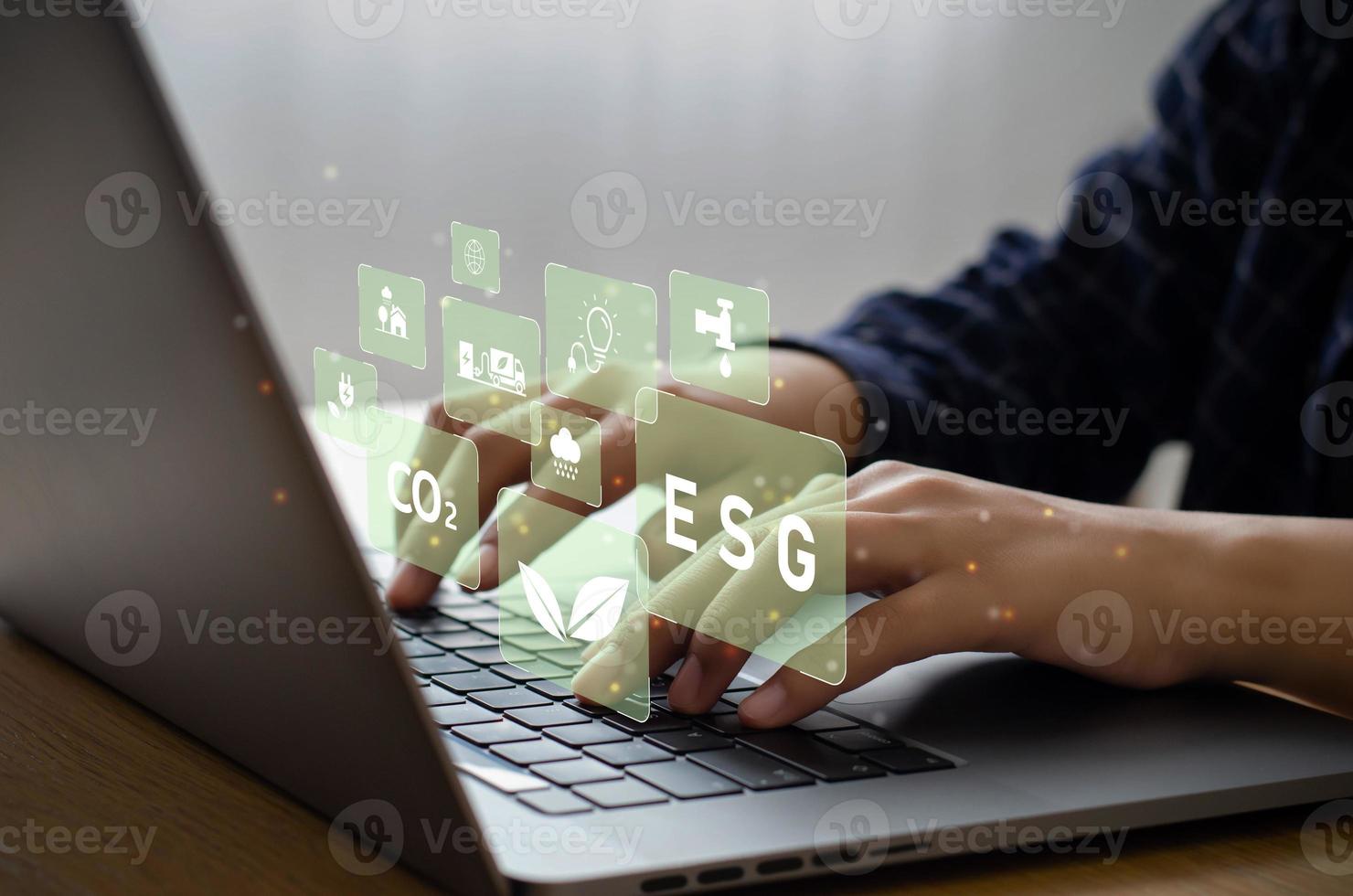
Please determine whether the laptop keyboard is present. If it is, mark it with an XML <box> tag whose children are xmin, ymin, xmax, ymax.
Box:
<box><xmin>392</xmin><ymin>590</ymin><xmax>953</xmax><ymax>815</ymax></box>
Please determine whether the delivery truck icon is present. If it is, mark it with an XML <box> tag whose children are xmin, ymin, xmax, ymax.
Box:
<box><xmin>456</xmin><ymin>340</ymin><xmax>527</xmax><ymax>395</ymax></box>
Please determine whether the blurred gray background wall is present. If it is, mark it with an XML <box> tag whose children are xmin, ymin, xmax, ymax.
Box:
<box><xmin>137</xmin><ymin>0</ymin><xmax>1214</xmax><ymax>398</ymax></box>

☆ ☆ ☆ ☆ ☆ ☆ ☆

* **AIM OF THE EXERCISE**
Rewrite the data above with every "determine" changed to "check" and everything else unchanged. Leave the pictures out of your answer.

* **COMPLETED TASK**
Please check whether the laptop keyboard is present. If it is, mark it with an XML <box> tag whose children are xmin, ymin, xmax, ymax.
Box:
<box><xmin>392</xmin><ymin>590</ymin><xmax>953</xmax><ymax>815</ymax></box>
Please check whether the delivery truck icon is present. If it is, mark it with an XML <box> tag whose children are xmin, ymin, xmax, ymax.
Box:
<box><xmin>456</xmin><ymin>340</ymin><xmax>527</xmax><ymax>395</ymax></box>
Please check whether the blurred gray background wall is present. If it is, mark it with an XML <box> tag whose children are xmin, ymin, xmax, ymax.
Box:
<box><xmin>137</xmin><ymin>0</ymin><xmax>1214</xmax><ymax>398</ymax></box>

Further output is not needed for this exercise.